Material supplied section start
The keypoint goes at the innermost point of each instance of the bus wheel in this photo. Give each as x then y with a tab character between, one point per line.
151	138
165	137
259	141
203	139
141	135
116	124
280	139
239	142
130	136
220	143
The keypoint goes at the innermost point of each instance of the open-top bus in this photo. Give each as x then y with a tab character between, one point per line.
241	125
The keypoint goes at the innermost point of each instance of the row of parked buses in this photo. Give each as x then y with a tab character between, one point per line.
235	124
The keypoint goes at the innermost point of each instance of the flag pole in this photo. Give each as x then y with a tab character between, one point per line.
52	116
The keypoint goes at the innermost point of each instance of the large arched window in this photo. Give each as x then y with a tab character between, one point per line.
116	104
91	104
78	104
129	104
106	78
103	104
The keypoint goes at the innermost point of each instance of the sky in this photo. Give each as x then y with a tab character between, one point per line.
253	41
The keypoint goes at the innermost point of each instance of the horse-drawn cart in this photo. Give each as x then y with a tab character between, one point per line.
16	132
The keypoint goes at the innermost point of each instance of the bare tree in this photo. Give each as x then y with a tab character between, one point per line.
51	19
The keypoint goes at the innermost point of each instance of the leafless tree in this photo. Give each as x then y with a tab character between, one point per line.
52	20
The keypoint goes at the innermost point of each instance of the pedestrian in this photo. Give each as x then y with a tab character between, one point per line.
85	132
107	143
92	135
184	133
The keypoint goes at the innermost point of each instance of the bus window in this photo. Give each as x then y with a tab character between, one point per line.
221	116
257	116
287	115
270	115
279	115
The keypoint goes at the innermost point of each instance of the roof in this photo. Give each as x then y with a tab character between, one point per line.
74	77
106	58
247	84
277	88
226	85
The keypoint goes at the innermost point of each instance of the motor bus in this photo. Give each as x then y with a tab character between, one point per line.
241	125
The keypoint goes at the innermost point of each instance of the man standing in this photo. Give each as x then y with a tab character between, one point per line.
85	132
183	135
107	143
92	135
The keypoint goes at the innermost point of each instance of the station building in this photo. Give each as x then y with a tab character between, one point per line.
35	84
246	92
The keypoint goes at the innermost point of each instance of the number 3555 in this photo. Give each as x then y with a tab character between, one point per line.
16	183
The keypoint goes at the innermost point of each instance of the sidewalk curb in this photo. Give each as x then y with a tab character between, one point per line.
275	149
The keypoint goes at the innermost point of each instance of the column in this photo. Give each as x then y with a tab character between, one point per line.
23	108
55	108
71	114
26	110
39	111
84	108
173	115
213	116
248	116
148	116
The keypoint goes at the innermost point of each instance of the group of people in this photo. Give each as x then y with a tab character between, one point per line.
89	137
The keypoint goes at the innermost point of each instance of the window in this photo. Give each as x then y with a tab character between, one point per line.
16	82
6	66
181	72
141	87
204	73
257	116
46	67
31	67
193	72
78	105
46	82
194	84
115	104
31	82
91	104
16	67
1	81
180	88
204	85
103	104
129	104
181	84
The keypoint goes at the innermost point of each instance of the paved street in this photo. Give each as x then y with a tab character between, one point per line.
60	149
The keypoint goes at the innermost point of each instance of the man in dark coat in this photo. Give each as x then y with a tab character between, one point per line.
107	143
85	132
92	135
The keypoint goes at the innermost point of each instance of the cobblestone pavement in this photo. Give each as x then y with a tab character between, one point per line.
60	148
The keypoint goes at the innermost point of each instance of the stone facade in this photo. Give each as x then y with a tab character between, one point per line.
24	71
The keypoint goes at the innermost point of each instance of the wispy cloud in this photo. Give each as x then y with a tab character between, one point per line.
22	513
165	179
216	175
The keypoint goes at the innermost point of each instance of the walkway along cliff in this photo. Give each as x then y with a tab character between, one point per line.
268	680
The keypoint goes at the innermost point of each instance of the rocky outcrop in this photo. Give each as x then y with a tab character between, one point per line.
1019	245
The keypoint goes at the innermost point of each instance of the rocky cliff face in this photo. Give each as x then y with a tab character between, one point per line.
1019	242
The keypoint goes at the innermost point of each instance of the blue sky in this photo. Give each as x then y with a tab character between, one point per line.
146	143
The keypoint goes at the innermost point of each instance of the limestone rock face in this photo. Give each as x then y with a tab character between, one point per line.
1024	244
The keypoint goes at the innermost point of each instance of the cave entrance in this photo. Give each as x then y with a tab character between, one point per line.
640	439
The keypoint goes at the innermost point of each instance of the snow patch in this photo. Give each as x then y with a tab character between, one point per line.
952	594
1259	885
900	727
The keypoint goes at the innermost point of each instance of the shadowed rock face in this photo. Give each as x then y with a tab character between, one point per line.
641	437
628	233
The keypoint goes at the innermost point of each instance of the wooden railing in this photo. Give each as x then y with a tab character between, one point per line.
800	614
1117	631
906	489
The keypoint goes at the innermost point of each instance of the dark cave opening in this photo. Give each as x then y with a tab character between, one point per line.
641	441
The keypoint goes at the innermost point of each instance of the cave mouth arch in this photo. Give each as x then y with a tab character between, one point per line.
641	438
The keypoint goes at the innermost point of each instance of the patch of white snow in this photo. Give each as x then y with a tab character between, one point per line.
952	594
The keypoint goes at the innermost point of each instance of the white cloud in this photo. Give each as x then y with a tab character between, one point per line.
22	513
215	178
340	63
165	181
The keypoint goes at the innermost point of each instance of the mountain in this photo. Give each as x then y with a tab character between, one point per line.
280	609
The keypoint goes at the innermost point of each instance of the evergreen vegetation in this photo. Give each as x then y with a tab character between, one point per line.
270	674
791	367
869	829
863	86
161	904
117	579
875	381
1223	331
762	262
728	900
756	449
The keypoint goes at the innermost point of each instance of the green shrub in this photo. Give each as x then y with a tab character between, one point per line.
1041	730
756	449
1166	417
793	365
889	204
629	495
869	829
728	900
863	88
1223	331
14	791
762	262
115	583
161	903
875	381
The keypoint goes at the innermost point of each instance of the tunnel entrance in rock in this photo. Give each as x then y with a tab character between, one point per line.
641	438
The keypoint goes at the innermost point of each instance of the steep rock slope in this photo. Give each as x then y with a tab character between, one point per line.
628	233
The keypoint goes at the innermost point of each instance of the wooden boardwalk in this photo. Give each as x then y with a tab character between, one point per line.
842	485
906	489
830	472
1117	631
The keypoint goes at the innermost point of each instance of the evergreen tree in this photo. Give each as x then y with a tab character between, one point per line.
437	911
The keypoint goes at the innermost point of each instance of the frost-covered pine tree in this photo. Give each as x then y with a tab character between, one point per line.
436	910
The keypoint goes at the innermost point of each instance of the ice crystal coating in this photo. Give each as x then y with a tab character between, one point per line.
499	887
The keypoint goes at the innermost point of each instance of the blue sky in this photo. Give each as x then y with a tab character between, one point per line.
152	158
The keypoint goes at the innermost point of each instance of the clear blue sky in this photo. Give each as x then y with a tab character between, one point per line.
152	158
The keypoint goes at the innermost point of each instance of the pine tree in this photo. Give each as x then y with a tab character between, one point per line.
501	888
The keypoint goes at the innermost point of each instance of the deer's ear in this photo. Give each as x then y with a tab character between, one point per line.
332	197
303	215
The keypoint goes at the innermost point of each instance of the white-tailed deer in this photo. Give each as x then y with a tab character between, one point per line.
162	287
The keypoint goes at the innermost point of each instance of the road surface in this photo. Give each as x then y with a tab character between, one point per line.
Material supplied section end
Write the data above out again in full, exactly.

▶ [Task output]:
The keypoint goes at the innermost point of each instance of the bus wheel in this photo. Give each as x then y with a tab character between, one point per line.
151	138
165	137
259	141
203	139
141	135
116	124
280	139
239	142
130	136
220	143
The keypoint goes at the innermost point of each instance of the open-top bus in this photo. Give each as x then y with a tab character between, one point per line.
241	125
The keypoint goes at the innermost point of each instance of the row of parked buses in this photo. Give each as x then y with a tab character between, one point per line.
235	124
The keypoint goes at the innermost point of each instance of the flag pole in this photo. Give each as x then y with a tab character between, one point per line.
52	116
The keypoint goes at the innermost point of each instance of the large arched window in this photo. Give each as x then y with a tab character between, one point per line.
116	104
91	104
78	104
129	104
106	78
103	104
The keypoint goes at the innermost point of each instance of the sky in this photo. Give each as x then y with a tab character between, one point per line.
253	41
The keypoint goes at the innermost point of each instance of the horse-drawn cart in this photo. Give each as x then y with a tab character between, one point per line.
16	132
The keypoint goes at the innermost point of each instance of the bare tree in this photo. Give each as x then y with a tab character between, one point per line.
51	19
The keypoint goes at the innermost point of each instance of the leafless tree in this photo. Give each as x then y with a tab character between, one point per line.
52	20
The keypoint goes at the innermost point of each instance of the pedestrian in this photo. Give each as x then y with a tab character between, one point per line.
85	132
107	143
92	135
184	133
The keypoint goes at the innermost point of each instance of the bus window in this photo. Give each as x then y with a tab character between, one point per line.
221	116
257	116
287	115
270	115
279	115
The keypoint goes at the innermost point of each instance of the roof in this photo. Give each as x then y with a tab character between, one point per line.
74	77
106	58
247	84
277	88
226	85
The keypoint goes at the innermost point of each instance of the motor bus in this photo. Give each as x then y with a tab character between, one point per line.
241	125
The keypoint goes at the innermost point of each instance of the man standing in this photo. Give each as x then y with a tab character between, one point per line.
85	132
183	135
107	143
92	135
The keypoint goes at the innermost point of each instance of the station building in this photo. Give each as x then y with a tab character between, one point per line.
35	84
246	92
The keypoint goes at the innermost point of each instance of the number 3555 in this photo. Give each as x then y with a tab character between, one point per line.
16	183
The keypoint goes at the innermost point of each instance of the sidewalk curb in this photo. Give each as x then y with a tab character between, one point per line.
275	149
The keypoint goes at the innermost point of each instance of the column in this photo. Give each as x then y with a tab character between, one point per line.
23	108
55	108
71	114
26	110
39	111
84	108
173	115
213	116
248	116
148	116
The keypoint goes at the innermost point of each instance of the group of people in this photo. Give each as x then y with a tab character between, one point per line.
89	137
The keypoint goes at the innermost point of each instance of the window in this photo. Give each as x then y with a tab character between, one point per line.
16	82
6	66
181	72
141	87
204	73
257	116
46	67
31	67
193	72
78	105
46	82
194	84
115	104
31	82
91	104
16	67
1	81
180	88
204	85
103	104
129	104
181	84
The keypoint goes at the innermost point of each instance of the paved street in this photo. Give each as x then y with a tab character between, one point per line.
60	149
The keypoint goes at the innermost point of each instance of the man in dark coat in this photo. Give each as x then y with a tab character between, one point per line.
107	143
85	132
92	135
The keypoint goes at the innermost point of each instance of the cobblestone pavement in this photo. Give each as x then y with a tab character between, one point per line.
60	148
The keypoint goes at the innermost point of each instance of the stone facade in this photo. Give each as x then y with a tab character between, one point per line.
24	71
The keypoint goes at the innermost point of each instance of the wispy cloud in this photo. Give each as x then y with a tab character between, one point per line.
22	513
165	179
216	175
The keypoint goes at the innermost point of each instance of the walkway along cliff in this photo. Give each as x then y with a tab character between, one point per line.
268	680
The keypoint goes at the innermost point of each instance of the rocky outcrop in this photo. Give each as x then y with a tab character between, one point per line.
1019	245
The keypoint goes at the innermost point of each instance of the rocky cliff face in this photo. Give each as x then y with a tab character between, one point per line.
1019	242
The keypoint goes at the innermost point of each instance of the blue sky in this photo. Give each as x then y with a tab character between, one point per line.
146	143
The keypoint goes at the innermost point of each instance of the limestone rock face in this photo. Give each as x then y with a tab character between, one point per line.
1024	244
The keypoint goes at the innermost point of each instance of the cave entrance in this photo. Give each as x then y with a tab character between, one point per line.
640	439
The keypoint goes at the innermost point of each instance of the snow patch in this photo. Give each as x then y with a tab character between, one point per line.
952	594
1259	885
900	727
The keypoint goes at the innermost point of each instance of the shadowed rock face in this photo. Give each as x then y with a tab character between, one point per line.
641	437
628	233
The keypoint goes at the innermost point of each instance of the wooden railing in this photo. Give each as x then y with a tab character between, one point per line.
800	614
1117	631
906	489
The keypoint goes at the innermost point of each instance of the dark cave opening in this photo. Give each as x then y with a tab character between, one point per line.
641	441
The keypoint goes at the innermost point of each instance of the cave mouth arch in this photo. Give each as x then y with a tab character between, one point per line.
641	438
The keypoint goes at the innermost point of each instance of the patch of white snow in this photo. Give each as x then y with a tab character between, one point per line.
952	594
The keypoint goes at the innermost point of each instance of the white cloud in this photo. Give each as x then y with a tab character between, one point per line.
22	513
215	178
340	63
165	181
The keypoint goes at the innermost point of each instance of the mountain in this photo. Give each as x then y with a tab character between, one point per line.
280	609
The keypoint goes at the innermost point of each instance of the evergreen vegetation in this photo. Give each as x then y with a tab character between, one point per line.
270	674
791	367
869	829
863	86
161	904
117	579
875	381
1223	331
762	262
728	900
756	449
The keypoint goes at the innermost point of each instance of the green shrub in this photo. Give each as x then y with a tab character between, one point per line.
1041	730
756	449
1166	417
793	365
889	204
629	495
869	829
728	900
863	88
1223	331
14	791
762	262
115	583
161	903
875	381
The keypoint goes at the innermost point of each instance of the tunnel entrance in rock in this photo. Give each as x then y with a tab character between, one point per line.
641	438
The keypoint goes at the innermost point of each instance of the steep rock slope in this photo. Give each as x then y with a tab character between, one point per line.
628	233
The keypoint goes at the innermost point of each instance of the wooden boardwalk in this photo. Give each as x then y with a tab character between, one point per line.
842	485
906	489
830	472
1117	631
The keypoint goes at the innermost point of each instance of the evergreen tree in this photo. Give each as x then y with a tab character between, one point per line.
437	911
The keypoint goes at the innermost point of each instance of the frost-covered pine tree in this photo. Give each as x then y with a tab character between, one point per line.
436	910
The keypoint goes at the innermost point of each instance of the ice crystal coating in this photo. Give each as x then y with a tab character between, one point per line.
499	887
The keypoint goes at the innermost point of each instance of the blue sky in this photo. Give each as x then y with a tab character between, one point per line.
152	158
The keypoint goes at the innermost point of each instance of the clear blue sky in this photo. Give each as x then y with a tab character between, one point per line.
152	158
The keypoint goes at the innermost point of each instance of the pine tree in this photo. Give each as x then y with a tab character between, one point per line.
501	888
The keypoint goes at the innermost point of each instance of the deer's ear in this photo. Give each as x then y with a tab character between, one point per line.
332	197
303	215
The keypoint goes at the innermost point of each instance of the white-tailed deer in this photo. Give each as x then y with a tab character between, one point per line.
162	287
The keypoint goes at the innermost point of each instance of the road surface in this photo. Give each as x then y with a tab character between, one point per line.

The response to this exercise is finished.